Do this:
Quote every one of the records below word for word, keeping their order.
====
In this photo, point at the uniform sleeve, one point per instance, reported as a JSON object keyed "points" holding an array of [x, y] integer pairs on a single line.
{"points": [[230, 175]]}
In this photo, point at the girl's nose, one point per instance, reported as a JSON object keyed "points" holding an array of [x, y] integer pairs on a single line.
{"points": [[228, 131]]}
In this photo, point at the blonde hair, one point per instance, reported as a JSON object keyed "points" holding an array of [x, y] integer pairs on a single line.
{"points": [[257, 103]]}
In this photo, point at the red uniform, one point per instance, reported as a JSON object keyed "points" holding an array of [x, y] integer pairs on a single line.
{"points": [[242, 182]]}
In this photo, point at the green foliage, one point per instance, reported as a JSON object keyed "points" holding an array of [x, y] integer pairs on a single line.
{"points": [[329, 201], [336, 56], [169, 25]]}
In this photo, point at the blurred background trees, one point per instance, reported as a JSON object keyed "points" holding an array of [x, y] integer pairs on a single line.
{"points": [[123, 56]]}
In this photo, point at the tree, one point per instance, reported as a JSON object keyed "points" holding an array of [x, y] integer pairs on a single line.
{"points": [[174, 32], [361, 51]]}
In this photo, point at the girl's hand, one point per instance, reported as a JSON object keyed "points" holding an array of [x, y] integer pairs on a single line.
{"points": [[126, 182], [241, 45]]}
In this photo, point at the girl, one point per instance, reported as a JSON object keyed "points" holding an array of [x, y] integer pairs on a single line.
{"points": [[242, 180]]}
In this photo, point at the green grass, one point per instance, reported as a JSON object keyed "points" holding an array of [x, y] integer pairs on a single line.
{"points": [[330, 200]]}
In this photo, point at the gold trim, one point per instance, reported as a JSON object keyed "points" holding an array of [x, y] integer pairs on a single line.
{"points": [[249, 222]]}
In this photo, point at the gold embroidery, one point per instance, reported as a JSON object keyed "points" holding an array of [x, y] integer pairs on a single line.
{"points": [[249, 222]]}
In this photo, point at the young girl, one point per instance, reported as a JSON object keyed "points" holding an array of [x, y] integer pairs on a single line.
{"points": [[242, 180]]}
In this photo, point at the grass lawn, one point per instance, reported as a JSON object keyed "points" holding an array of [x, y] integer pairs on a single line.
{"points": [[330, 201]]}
====
Exercise solution:
In this photo, point at the uniform sleeve, one point per instance, reported as a JSON object keyed "points" holding an array of [x, y] integer pairs on a single line.
{"points": [[230, 175]]}
In this photo, point at the girl's nose, one point per instance, reported as a JSON object keyed "points" holding an array of [x, y] integer pairs on a single line.
{"points": [[228, 131]]}
In this photo, point at the blonde hair, one point per instance, reported as a JSON object keyed "points" holding an array of [x, y] integer pairs on a single line.
{"points": [[257, 103]]}
In this photo, point at the red uniform, one point per instance, reported as a JSON object keyed "points" holding an array of [x, y] integer pairs on a single line.
{"points": [[242, 182]]}
In this photo, point at the green foliage, one point per instance, reported as a JSON object keyed "points" holding an array of [x, y] integer pairs on a single line.
{"points": [[329, 201], [336, 56], [169, 25]]}
In this photo, point at the blurred background trees, one point per instance, reported as a JSON object keyed "points" holding an array of [x, y] integer pairs on a single line.
{"points": [[123, 56]]}
In this photo, point at the tree, one point per instance, reported as a JSON object keyed "points" holding an array of [x, y] integer pairs on a single line.
{"points": [[174, 32], [361, 51]]}
In this photo, point at the girl's hand, one point per instance, reported as a JSON object keyed "points" holding an array of [x, y] integer pairs on a single line.
{"points": [[126, 182], [241, 45]]}
In this photo, point at the girl, one point per instance, reported as a JSON object keyed "points" holding an array of [x, y] integer pairs on a single line.
{"points": [[242, 180]]}
In this photo, point at the green grass, one point per instance, reported as a JSON object keyed "points" holding an array of [x, y] integer pairs on a single line.
{"points": [[330, 200]]}
In this photo, point at the gold trim, one point per instance, reported as a JSON object keyed "points" holding an array of [x, y] integer pairs on a single line.
{"points": [[249, 222]]}
In this photo, point at the gold embroidery, one point per instance, reported as a JSON object keyed "points" holding an array of [x, y] integer pairs on a single line.
{"points": [[249, 222]]}
In this photo, point at the young girl, one point per instance, reported as a JSON object keyed "points" holding an array of [x, y] integer pairs on a single line.
{"points": [[242, 180]]}
In this photo, point at the grass lawn, one point per instance, reported as a JSON object keyed "points" holding an array of [x, y] integer pairs on a single line.
{"points": [[330, 201]]}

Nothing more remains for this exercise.